Starting from the line that contains "box: [351, 105, 361, 120]", output every remaining line of the records below exactly as it appears, that line and the last one included.

**THE INPUT:**
>>>
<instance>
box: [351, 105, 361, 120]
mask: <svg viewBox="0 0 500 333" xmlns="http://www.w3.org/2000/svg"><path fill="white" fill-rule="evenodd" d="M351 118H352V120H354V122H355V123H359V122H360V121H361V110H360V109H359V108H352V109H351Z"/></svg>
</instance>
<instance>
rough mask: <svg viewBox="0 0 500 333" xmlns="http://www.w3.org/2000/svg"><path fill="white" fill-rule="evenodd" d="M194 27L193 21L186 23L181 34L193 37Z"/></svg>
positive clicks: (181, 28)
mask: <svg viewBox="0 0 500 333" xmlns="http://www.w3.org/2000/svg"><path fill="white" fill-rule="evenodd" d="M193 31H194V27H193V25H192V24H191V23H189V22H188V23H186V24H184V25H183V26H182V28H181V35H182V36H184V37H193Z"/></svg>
<<<
**SOLUTION TO THIS PROBLEM:**
box: [351, 105, 361, 120]
mask: <svg viewBox="0 0 500 333" xmlns="http://www.w3.org/2000/svg"><path fill="white" fill-rule="evenodd" d="M351 118H352V120H354V122H355V123H359V122H360V121H361V110H360V109H359V108H352V109H351Z"/></svg>
</instance>
<instance>
rough mask: <svg viewBox="0 0 500 333" xmlns="http://www.w3.org/2000/svg"><path fill="white" fill-rule="evenodd" d="M194 27L193 21L186 23L181 34L193 37Z"/></svg>
positive clicks: (181, 28)
mask: <svg viewBox="0 0 500 333" xmlns="http://www.w3.org/2000/svg"><path fill="white" fill-rule="evenodd" d="M193 31H194V27H193V25H192V24H191V23H189V22H188V23H186V24H184V25H183V26H182V28H181V35H182V36H184V37H193Z"/></svg>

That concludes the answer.